WRITTEN EXERCISE 1:
Pull out every line of the records below that contains the string "vegetation".

SELECTED TEXT:
>> start
# Hugging Face CIFAR-100 Embeddings Example

In this notebook we will see how to use a pre-trained Vision Transformers (ViT) model to collect embeddings on the CIFAR-100 dataset.

This notebook demonstrates:

- Registering the `CIFAR-100` dataset from Hugging Face.
- Computing image embeddings with `transformers` and reducing them to 2D with UMAP.
- Adding the computed embeddings as metrics to a 3LC `Run`.

In [None]:
PROJECT_NAME = "CIFAR-100 Embeddings"
DEVICE = 'cuda:0'
TRAIN_DATASET_NAME="hf-cifar-100-train"
TEST_DATASET_NAME="hf-cifar-100-test"
MODEL = 'google/vit-base-patch16-224'
BATCH_SIZE = 32
INSTALL_DEPENDENCIES=False
TLC_PUBLIC_EXAMPLES_DEVELOPER_MODE = True


In [None]:
if INSTALL_DEPENDENCIES:
    %pip --quiet install ipykernel ipywidgets
    %pip --quiet install datasets transformers
    %pip --quiet install torch --index-url https://download.pytorch.org/whl/cu118
    %pip --quiet install torchvision --index-url https://download.pytorch.org/whl/cu118
    %pip --quiet install tlc[umap]

In [None]:
### HIDDEN CELL ###

## Data & Alias management
# See comments in ../mnist.ipynb for details on data and alias management.
>> end
WRITTEN EXERCISE 2:
Continue the CIFAR-100 embeddings notebook above from its final line.

DATASET EXTRACT:
>> start
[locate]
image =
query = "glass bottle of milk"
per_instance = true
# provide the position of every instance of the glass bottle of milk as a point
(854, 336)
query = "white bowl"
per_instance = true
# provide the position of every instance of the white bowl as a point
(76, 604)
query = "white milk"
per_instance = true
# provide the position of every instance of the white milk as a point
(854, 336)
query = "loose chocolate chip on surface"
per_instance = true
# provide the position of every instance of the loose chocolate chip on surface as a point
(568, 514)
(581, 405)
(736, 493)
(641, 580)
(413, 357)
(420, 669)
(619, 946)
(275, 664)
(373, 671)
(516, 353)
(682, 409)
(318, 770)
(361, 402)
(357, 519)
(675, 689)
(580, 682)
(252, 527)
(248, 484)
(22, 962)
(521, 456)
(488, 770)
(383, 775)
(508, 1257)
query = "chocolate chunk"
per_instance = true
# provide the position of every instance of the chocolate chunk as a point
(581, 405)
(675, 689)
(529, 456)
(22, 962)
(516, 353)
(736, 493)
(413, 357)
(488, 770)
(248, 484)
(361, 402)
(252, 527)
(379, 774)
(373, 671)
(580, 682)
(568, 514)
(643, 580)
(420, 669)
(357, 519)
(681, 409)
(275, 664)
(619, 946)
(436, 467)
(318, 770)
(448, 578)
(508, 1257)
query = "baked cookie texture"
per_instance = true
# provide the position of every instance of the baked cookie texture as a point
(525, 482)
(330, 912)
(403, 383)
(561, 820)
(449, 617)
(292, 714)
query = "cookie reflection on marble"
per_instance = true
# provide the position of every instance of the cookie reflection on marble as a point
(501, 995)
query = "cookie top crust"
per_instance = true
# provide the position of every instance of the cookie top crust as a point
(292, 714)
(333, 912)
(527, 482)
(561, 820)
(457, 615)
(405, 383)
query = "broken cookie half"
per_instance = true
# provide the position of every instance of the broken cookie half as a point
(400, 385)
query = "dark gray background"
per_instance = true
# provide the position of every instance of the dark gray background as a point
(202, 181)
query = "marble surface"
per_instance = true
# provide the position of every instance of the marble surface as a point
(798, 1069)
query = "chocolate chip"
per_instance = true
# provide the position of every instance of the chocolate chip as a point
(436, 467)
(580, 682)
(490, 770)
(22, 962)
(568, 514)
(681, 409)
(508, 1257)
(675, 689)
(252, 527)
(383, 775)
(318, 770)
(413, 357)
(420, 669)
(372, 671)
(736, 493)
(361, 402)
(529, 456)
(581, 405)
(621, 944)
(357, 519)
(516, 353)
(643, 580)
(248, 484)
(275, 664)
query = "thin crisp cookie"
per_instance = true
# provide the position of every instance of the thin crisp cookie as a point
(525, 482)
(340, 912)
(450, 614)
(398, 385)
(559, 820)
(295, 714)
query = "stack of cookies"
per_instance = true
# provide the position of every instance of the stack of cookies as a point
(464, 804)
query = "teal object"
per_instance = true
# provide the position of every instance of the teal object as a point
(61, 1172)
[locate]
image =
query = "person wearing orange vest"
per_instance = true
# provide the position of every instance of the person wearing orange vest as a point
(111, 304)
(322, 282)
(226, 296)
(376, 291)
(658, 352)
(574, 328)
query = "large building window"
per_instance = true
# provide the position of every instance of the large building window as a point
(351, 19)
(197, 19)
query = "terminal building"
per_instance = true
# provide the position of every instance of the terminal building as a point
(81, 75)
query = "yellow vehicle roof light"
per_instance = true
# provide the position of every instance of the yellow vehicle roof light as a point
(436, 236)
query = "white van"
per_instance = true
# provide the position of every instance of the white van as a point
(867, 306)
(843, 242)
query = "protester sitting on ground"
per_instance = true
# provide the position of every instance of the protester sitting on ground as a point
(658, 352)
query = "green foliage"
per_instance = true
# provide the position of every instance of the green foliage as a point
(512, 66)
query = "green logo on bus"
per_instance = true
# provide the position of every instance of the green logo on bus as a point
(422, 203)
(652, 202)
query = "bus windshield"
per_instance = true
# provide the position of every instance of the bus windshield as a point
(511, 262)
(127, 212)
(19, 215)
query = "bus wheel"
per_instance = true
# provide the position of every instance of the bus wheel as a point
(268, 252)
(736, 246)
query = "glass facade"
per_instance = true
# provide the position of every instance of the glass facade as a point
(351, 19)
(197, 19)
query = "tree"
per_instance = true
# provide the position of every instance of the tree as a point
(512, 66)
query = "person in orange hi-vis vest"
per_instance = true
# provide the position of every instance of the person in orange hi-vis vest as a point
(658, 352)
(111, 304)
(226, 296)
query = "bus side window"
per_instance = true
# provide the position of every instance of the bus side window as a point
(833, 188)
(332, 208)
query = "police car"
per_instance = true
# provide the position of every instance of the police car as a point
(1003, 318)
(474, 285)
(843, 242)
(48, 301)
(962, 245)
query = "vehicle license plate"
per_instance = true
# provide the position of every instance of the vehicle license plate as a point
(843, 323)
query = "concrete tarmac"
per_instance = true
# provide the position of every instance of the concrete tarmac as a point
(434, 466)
>> end
>> start
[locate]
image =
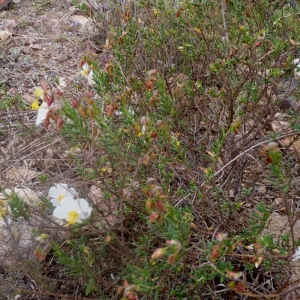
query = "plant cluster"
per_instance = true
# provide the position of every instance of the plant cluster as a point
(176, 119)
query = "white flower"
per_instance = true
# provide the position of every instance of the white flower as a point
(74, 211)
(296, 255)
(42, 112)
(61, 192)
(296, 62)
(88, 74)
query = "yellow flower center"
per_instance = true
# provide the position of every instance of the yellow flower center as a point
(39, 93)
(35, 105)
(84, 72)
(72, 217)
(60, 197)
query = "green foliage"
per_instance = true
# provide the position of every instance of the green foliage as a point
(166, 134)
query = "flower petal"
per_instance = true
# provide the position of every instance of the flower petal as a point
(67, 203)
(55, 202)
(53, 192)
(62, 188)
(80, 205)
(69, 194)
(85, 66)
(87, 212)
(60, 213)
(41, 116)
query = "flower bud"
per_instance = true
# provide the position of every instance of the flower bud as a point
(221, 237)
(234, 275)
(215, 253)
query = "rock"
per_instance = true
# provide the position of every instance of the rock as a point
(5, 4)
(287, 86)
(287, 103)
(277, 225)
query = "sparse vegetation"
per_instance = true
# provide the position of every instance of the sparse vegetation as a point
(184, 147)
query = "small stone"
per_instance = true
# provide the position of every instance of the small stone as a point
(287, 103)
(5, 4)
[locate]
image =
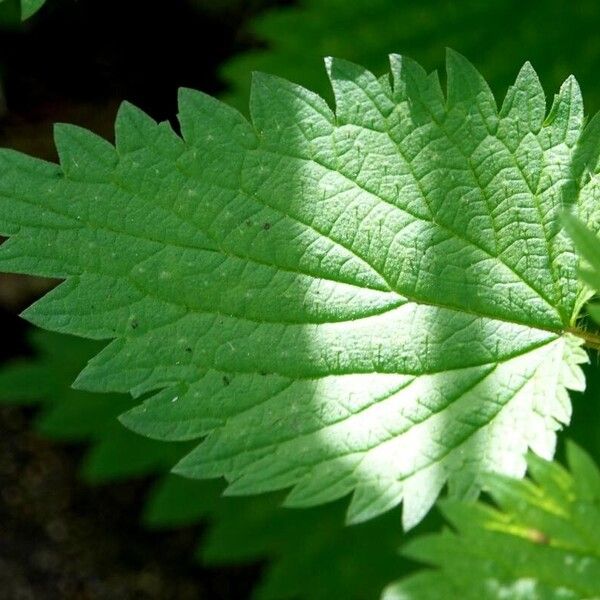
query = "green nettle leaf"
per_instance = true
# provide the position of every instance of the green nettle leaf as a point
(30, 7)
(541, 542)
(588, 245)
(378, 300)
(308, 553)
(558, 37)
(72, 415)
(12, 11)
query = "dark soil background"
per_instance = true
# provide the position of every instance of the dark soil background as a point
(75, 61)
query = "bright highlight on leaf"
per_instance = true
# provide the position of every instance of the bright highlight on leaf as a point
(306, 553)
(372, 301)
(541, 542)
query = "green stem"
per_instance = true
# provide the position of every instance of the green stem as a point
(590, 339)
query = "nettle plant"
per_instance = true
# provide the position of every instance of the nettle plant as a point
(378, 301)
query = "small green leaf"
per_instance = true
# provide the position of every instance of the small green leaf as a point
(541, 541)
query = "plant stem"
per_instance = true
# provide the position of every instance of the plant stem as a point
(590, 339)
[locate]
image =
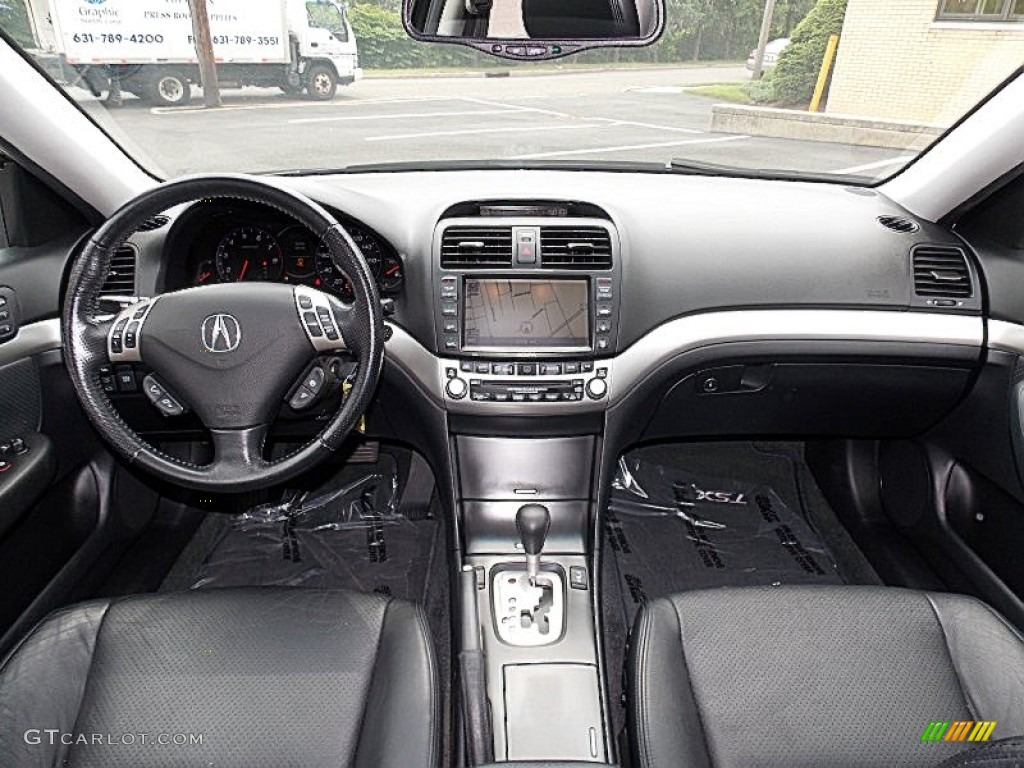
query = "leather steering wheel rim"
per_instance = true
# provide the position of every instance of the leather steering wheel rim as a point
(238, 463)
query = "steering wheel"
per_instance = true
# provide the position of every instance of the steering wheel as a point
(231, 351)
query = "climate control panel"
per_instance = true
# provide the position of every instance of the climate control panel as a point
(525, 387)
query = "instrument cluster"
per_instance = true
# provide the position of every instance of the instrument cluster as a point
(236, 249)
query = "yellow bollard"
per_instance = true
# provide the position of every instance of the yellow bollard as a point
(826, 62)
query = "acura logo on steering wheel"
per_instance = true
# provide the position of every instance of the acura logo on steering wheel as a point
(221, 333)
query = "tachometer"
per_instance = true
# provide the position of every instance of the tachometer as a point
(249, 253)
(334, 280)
>> end
EXERCISE RESPONSE 1:
query = "sparse vegetation"
# provide the position of every instance of the sparse vegetation as a point

EXERCISE RESPONSE 2:
# Set this variable to True if you just want to run this notebook for local testing purposes
if not TLC_PUBLIC_EXAMPLES_DEVELOPER_MODE:
    from tlc.client.utils import (
        TLC_PUBLIC_EXAMPLES_RUN_ROOT,
        TLC_PUBLIC_EXAMPLES_TABLE_ROOT,
        TLC_PUBLIC_EXAMPLES_CIFAR_100_DATA_ALIAS_NAME,
        TLC_PUBLIC_EXAMPLES_CIFAR_100_DATA_ALIAS_VALUE,
    )
    from tlc.core.objects.mutable_objects import Configuration
    from tlc.core.url import UrlAliasRegistry, Url

    print(f"Runs and Tables will be written to remote location: '{TLC_PUBLIC_EXAMPLES_RUN_ROOT}' and '{TLC_PUBLIC_EXAMPLES_TABLE_ROOT}'")
    Configuration.instance().run_root_url = TLC_PUBLIC_EXAMPLES_RUN_ROOT
    Configuration.instance().table_root_url = TLC_PUBLIC_EXAMPLES_TABLE_ROOT

    print(f"CIFAR-100 data will be written to local SAMPLE_ROOT: '{Configuration.instance().sample_root_url}'\n")

    LOCAL_CIFAR100_DATA_LOCATION = (Url(Configuration.instance().sample_root_url) / PROJECT_NAME).to_str()

    print(f"In this notebook, the alias '{TLC_PUBLIC_EXAMPLES_CIFAR_100_DATA_ALIAS_NAME}' refers to the cifar-10 data at '{LOCAL_CIFAR100_DATA_LOCATION}'\n")

    print("After this run has completed, the data will be uploaded using the following command:")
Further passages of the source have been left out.